Tekst strony
Bujin, mieszkasz tak blisko od Frankfurtu, bylem pewny ze tym razem sie spotkamy. Znowu zabraklo ci odwagi zeby ze mna pocwiczyc :roll:
Mocny to ty jestes tylko w jezyku :?
Ale wrocmy do przyjemnych wydarzen. Udalo mi sie jakos dojechac pociagiem do Frankfurtu w piatek wieczorem, mimo 2 przesiadek. Smiesznie sie jedzie pociagiem w Niemczech.....Zenek odebral mnie z dworca i prawie natychmiast pojechalismy na trening iaido. Oni cwicza tez MSR, oraz Seite iai i to w dodatku na parkiecie!!!!! O zgrozo!!!! Dostalem od Zenka ograniacze na kolana, ale to tylko w minimalnym stopniu zlagodzilo moje cierpienia....... Oczywiscie interpretacja technik jest nieco inna przez co poczulem sie bardzo zagubiony. Nawet ciecie robia inaczej. Ale bardzo mi sie podobalo, szczegolnie fakt ze szerokosc ciec jest znacznie mniejsza niz u nas, w ogole robia wszystko bardzo wasko. Seite iai cwiczylem ostanio moze 3 lata temu, ostatnio dodali tam chyba ze 2 nowe techniki, ciekawie bylo odswiezyc wiedze inaczej. Ula, zona Zenka, ma 3 dan, bardzo podobalo mi sie jak cwiczy, ma ducha prawdziwego samuraja
Cwiczylem w drugim kacie sali, ale usilowalem obserwowac jak cwiczy, zeby sie cos od niej tez nauczyc.

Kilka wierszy
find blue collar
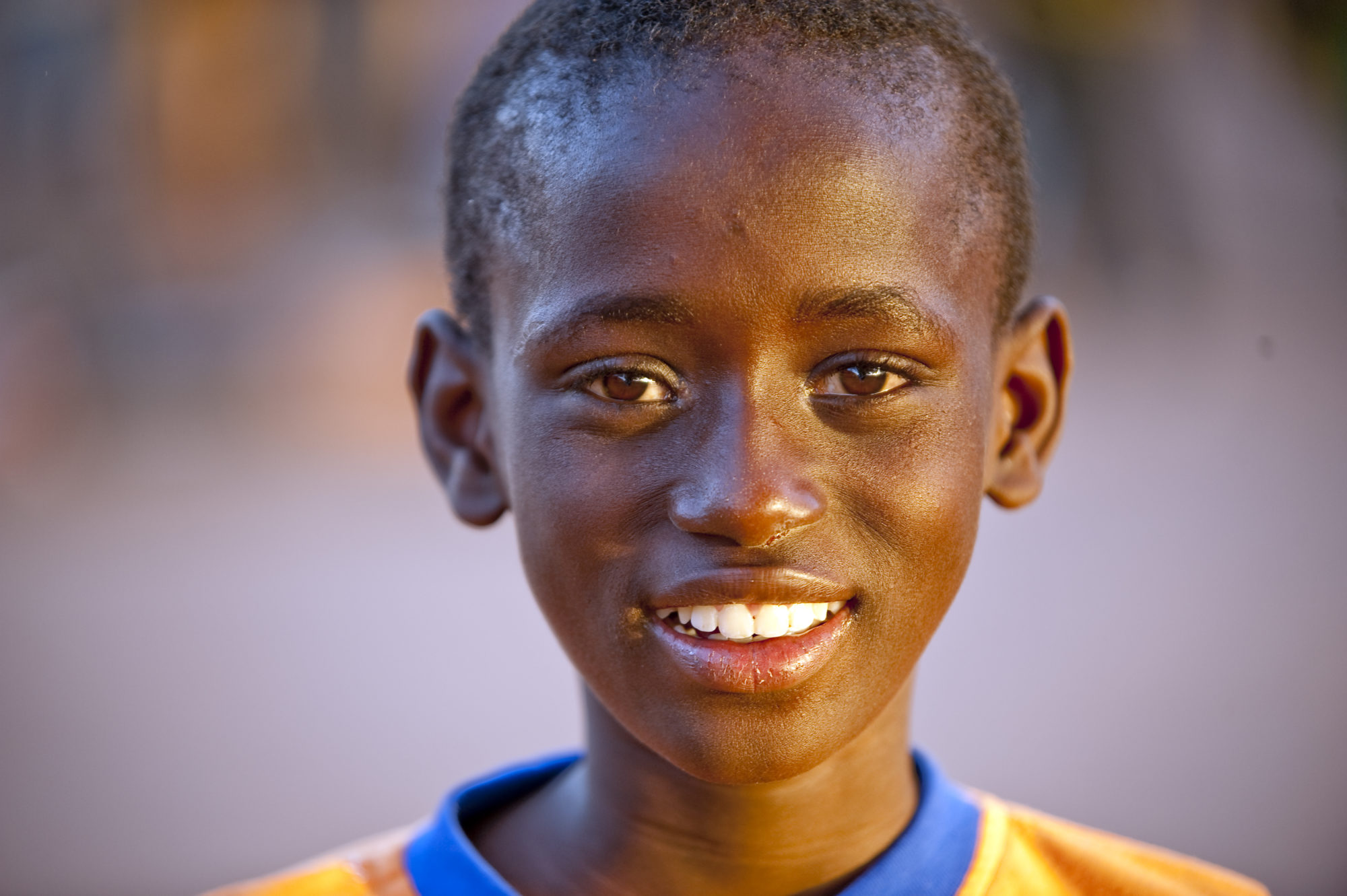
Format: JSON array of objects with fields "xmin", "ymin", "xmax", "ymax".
[{"xmin": 403, "ymin": 751, "xmax": 982, "ymax": 896}]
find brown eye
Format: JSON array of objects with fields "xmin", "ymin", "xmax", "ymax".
[
  {"xmin": 589, "ymin": 370, "xmax": 669, "ymax": 403},
  {"xmin": 815, "ymin": 365, "xmax": 907, "ymax": 396}
]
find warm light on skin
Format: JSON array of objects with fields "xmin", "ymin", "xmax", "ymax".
[{"xmin": 414, "ymin": 52, "xmax": 1068, "ymax": 893}]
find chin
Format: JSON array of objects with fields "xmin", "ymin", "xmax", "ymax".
[{"xmin": 614, "ymin": 678, "xmax": 888, "ymax": 784}]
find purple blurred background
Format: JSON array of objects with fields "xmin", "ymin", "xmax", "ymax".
[{"xmin": 0, "ymin": 0, "xmax": 1347, "ymax": 896}]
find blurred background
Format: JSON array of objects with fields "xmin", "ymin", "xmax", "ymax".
[{"xmin": 0, "ymin": 0, "xmax": 1347, "ymax": 896}]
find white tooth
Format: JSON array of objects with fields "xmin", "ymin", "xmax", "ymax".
[
  {"xmin": 787, "ymin": 604, "xmax": 815, "ymax": 635},
  {"xmin": 753, "ymin": 604, "xmax": 791, "ymax": 637},
  {"xmin": 721, "ymin": 604, "xmax": 753, "ymax": 640},
  {"xmin": 692, "ymin": 604, "xmax": 715, "ymax": 631}
]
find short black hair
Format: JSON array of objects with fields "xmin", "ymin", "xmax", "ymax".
[{"xmin": 445, "ymin": 0, "xmax": 1033, "ymax": 345}]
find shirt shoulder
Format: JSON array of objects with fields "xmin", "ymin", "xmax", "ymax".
[
  {"xmin": 202, "ymin": 827, "xmax": 416, "ymax": 896},
  {"xmin": 959, "ymin": 796, "xmax": 1268, "ymax": 896}
]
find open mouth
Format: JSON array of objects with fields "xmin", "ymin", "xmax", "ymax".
[{"xmin": 655, "ymin": 600, "xmax": 846, "ymax": 644}]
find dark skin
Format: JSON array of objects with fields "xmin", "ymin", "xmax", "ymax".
[{"xmin": 411, "ymin": 58, "xmax": 1070, "ymax": 896}]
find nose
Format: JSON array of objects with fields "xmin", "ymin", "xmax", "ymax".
[{"xmin": 669, "ymin": 403, "xmax": 827, "ymax": 547}]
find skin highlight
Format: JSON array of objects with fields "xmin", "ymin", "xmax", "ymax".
[{"xmin": 411, "ymin": 58, "xmax": 1071, "ymax": 896}]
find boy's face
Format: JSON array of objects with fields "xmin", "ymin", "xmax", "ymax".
[{"xmin": 415, "ymin": 62, "xmax": 1067, "ymax": 783}]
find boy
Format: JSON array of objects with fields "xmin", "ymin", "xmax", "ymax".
[{"xmin": 207, "ymin": 0, "xmax": 1262, "ymax": 896}]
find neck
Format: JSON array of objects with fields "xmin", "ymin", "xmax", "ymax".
[{"xmin": 519, "ymin": 686, "xmax": 917, "ymax": 896}]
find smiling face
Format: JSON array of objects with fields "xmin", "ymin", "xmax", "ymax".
[{"xmin": 414, "ymin": 55, "xmax": 1061, "ymax": 783}]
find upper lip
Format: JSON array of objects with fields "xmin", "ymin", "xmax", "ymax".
[{"xmin": 649, "ymin": 566, "xmax": 854, "ymax": 609}]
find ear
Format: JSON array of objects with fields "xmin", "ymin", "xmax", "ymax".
[
  {"xmin": 407, "ymin": 310, "xmax": 509, "ymax": 526},
  {"xmin": 983, "ymin": 296, "xmax": 1071, "ymax": 507}
]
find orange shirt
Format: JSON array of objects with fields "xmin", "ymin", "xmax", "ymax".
[{"xmin": 206, "ymin": 753, "xmax": 1268, "ymax": 896}]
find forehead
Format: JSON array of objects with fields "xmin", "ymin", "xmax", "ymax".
[{"xmin": 493, "ymin": 49, "xmax": 994, "ymax": 338}]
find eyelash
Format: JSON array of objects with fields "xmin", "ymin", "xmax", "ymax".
[
  {"xmin": 564, "ymin": 354, "xmax": 919, "ymax": 407},
  {"xmin": 566, "ymin": 358, "xmax": 682, "ymax": 407}
]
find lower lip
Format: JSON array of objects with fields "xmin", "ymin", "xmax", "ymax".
[{"xmin": 651, "ymin": 604, "xmax": 851, "ymax": 694}]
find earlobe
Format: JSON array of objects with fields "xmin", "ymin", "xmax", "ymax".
[
  {"xmin": 985, "ymin": 296, "xmax": 1072, "ymax": 507},
  {"xmin": 407, "ymin": 310, "xmax": 509, "ymax": 526}
]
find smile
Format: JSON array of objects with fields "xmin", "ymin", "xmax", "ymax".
[
  {"xmin": 655, "ymin": 600, "xmax": 846, "ymax": 644},
  {"xmin": 647, "ymin": 566, "xmax": 858, "ymax": 694}
]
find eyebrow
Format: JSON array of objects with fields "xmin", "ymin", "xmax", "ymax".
[
  {"xmin": 795, "ymin": 284, "xmax": 954, "ymax": 343},
  {"xmin": 515, "ymin": 284, "xmax": 952, "ymax": 357},
  {"xmin": 516, "ymin": 292, "xmax": 692, "ymax": 354}
]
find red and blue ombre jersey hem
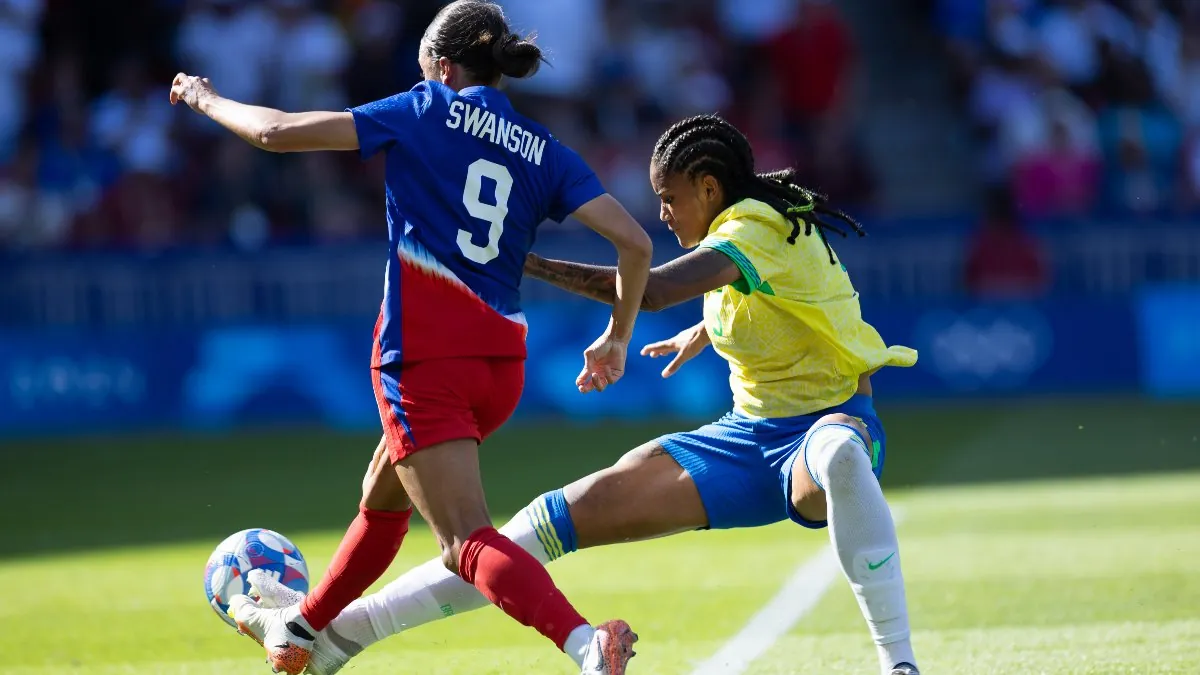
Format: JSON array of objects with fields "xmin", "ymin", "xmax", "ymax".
[
  {"xmin": 352, "ymin": 82, "xmax": 605, "ymax": 368},
  {"xmin": 371, "ymin": 234, "xmax": 528, "ymax": 368}
]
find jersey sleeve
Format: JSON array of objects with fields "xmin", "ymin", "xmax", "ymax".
[
  {"xmin": 700, "ymin": 213, "xmax": 787, "ymax": 290},
  {"xmin": 547, "ymin": 144, "xmax": 606, "ymax": 222},
  {"xmin": 348, "ymin": 83, "xmax": 433, "ymax": 160}
]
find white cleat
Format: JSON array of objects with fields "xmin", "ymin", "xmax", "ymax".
[
  {"xmin": 229, "ymin": 596, "xmax": 313, "ymax": 675},
  {"xmin": 246, "ymin": 569, "xmax": 304, "ymax": 609},
  {"xmin": 580, "ymin": 619, "xmax": 637, "ymax": 675},
  {"xmin": 246, "ymin": 569, "xmax": 362, "ymax": 675}
]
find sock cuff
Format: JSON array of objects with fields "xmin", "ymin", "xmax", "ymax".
[
  {"xmin": 359, "ymin": 507, "xmax": 413, "ymax": 525},
  {"xmin": 526, "ymin": 489, "xmax": 577, "ymax": 561},
  {"xmin": 458, "ymin": 526, "xmax": 503, "ymax": 584}
]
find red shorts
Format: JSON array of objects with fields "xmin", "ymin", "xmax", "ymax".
[{"xmin": 372, "ymin": 358, "xmax": 524, "ymax": 461}]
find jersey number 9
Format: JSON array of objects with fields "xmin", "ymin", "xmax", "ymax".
[{"xmin": 458, "ymin": 160, "xmax": 512, "ymax": 265}]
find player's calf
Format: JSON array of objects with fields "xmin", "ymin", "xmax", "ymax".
[{"xmin": 792, "ymin": 414, "xmax": 916, "ymax": 675}]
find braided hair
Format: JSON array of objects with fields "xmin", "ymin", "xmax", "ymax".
[{"xmin": 650, "ymin": 115, "xmax": 866, "ymax": 264}]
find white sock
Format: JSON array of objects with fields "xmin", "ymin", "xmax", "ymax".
[
  {"xmin": 563, "ymin": 623, "xmax": 596, "ymax": 668},
  {"xmin": 330, "ymin": 502, "xmax": 566, "ymax": 658},
  {"xmin": 805, "ymin": 425, "xmax": 917, "ymax": 675}
]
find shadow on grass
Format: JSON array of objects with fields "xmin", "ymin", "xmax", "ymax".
[{"xmin": 0, "ymin": 399, "xmax": 1200, "ymax": 558}]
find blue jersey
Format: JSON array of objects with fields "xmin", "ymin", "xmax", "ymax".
[{"xmin": 350, "ymin": 82, "xmax": 605, "ymax": 366}]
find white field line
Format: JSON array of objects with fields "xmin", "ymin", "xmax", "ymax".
[{"xmin": 692, "ymin": 508, "xmax": 900, "ymax": 675}]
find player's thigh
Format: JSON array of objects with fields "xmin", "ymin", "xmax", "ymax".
[
  {"xmin": 563, "ymin": 442, "xmax": 708, "ymax": 548},
  {"xmin": 374, "ymin": 359, "xmax": 490, "ymax": 462},
  {"xmin": 472, "ymin": 359, "xmax": 524, "ymax": 441},
  {"xmin": 791, "ymin": 413, "xmax": 872, "ymax": 526},
  {"xmin": 395, "ymin": 438, "xmax": 492, "ymax": 569}
]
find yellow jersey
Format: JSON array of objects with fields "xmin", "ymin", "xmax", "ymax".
[{"xmin": 700, "ymin": 199, "xmax": 917, "ymax": 417}]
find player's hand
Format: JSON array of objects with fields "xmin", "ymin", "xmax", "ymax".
[
  {"xmin": 642, "ymin": 323, "xmax": 709, "ymax": 377},
  {"xmin": 170, "ymin": 73, "xmax": 217, "ymax": 112},
  {"xmin": 575, "ymin": 333, "xmax": 629, "ymax": 394}
]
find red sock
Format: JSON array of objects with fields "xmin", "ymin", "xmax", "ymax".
[
  {"xmin": 458, "ymin": 527, "xmax": 587, "ymax": 649},
  {"xmin": 300, "ymin": 508, "xmax": 413, "ymax": 631}
]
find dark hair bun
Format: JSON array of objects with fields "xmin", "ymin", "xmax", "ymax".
[{"xmin": 492, "ymin": 32, "xmax": 541, "ymax": 78}]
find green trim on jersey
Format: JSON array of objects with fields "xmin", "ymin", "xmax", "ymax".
[{"xmin": 700, "ymin": 237, "xmax": 758, "ymax": 295}]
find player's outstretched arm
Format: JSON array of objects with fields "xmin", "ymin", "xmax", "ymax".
[
  {"xmin": 170, "ymin": 73, "xmax": 359, "ymax": 153},
  {"xmin": 524, "ymin": 249, "xmax": 742, "ymax": 312},
  {"xmin": 572, "ymin": 195, "xmax": 654, "ymax": 341}
]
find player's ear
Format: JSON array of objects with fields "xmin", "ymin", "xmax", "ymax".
[
  {"xmin": 700, "ymin": 173, "xmax": 722, "ymax": 204},
  {"xmin": 438, "ymin": 56, "xmax": 454, "ymax": 86}
]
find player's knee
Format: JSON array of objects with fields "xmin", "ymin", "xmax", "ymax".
[
  {"xmin": 360, "ymin": 459, "xmax": 413, "ymax": 510},
  {"xmin": 805, "ymin": 414, "xmax": 871, "ymax": 489},
  {"xmin": 442, "ymin": 538, "xmax": 464, "ymax": 574}
]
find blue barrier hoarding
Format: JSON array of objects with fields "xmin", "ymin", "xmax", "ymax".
[
  {"xmin": 1138, "ymin": 286, "xmax": 1200, "ymax": 396},
  {"xmin": 0, "ymin": 298, "xmax": 1142, "ymax": 432}
]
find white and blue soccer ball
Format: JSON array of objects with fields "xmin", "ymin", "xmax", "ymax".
[{"xmin": 204, "ymin": 527, "xmax": 308, "ymax": 627}]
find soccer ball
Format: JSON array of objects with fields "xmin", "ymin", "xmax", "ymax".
[{"xmin": 204, "ymin": 527, "xmax": 308, "ymax": 628}]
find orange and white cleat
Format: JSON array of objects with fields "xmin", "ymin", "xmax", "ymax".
[
  {"xmin": 580, "ymin": 619, "xmax": 637, "ymax": 675},
  {"xmin": 229, "ymin": 596, "xmax": 313, "ymax": 675}
]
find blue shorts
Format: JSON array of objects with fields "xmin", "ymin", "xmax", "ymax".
[{"xmin": 658, "ymin": 395, "xmax": 887, "ymax": 530}]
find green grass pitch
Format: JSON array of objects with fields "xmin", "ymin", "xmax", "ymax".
[{"xmin": 0, "ymin": 399, "xmax": 1200, "ymax": 675}]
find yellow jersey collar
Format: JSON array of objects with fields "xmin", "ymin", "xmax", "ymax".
[{"xmin": 708, "ymin": 199, "xmax": 782, "ymax": 234}]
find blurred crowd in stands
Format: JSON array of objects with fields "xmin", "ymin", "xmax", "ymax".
[
  {"xmin": 924, "ymin": 0, "xmax": 1200, "ymax": 217},
  {"xmin": 0, "ymin": 0, "xmax": 868, "ymax": 251}
]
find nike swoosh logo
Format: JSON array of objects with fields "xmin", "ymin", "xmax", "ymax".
[
  {"xmin": 287, "ymin": 621, "xmax": 316, "ymax": 640},
  {"xmin": 866, "ymin": 551, "xmax": 896, "ymax": 572}
]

Zadania
- a) Zaktualizuj fragment tekstu o treningu iaido od słów "Bujin, mieszkasz tak" aż do "w jezyku :?" włącznie, wstawiając "Monachium" w miejsce "Frankfurtu".
- b) Kontynuuj tekst o treningu iaido po jego ostatnim zdaniu.

Wyniki
- a)
Bujin, mieszkasz tak blisko od Monachium, bylem pewny ze tym razem sie spotkamy. Znowu zabraklo ci odwagi zeby ze mna pocwiczyc :roll:
Mocny to ty jestes tylko w jezyku :?

- b)
Szkoda tylko ze Zenek tak malo pokazywal na normalnej szybkosci.
Niezwykle polecam wszystkim cwiczenie z nim, jest znakomicie wycwiczony.
W sobote Zenek poprosil mnie o zastapienie go i poprowadzenie 2 treningow, bo poprzedniego dnia mial powazny zabieg chirurgiczny u dentysty.
Najpierw cwiczylismy jo przez godzine. Mimo ze wszystko bylo dla nich nowe, uczniowie Zenka bardzo szybko dostosowali sie do innego stylu, i po chwili wszyscy radosnie okladalismy sie kijami. Widac bylo ze cwicza bron systematycznie. Wszystkie techniki robilismy z partnerem, najpierw takie przygotowawcze a na koncu nawet poczatek interpretacji 35 kata.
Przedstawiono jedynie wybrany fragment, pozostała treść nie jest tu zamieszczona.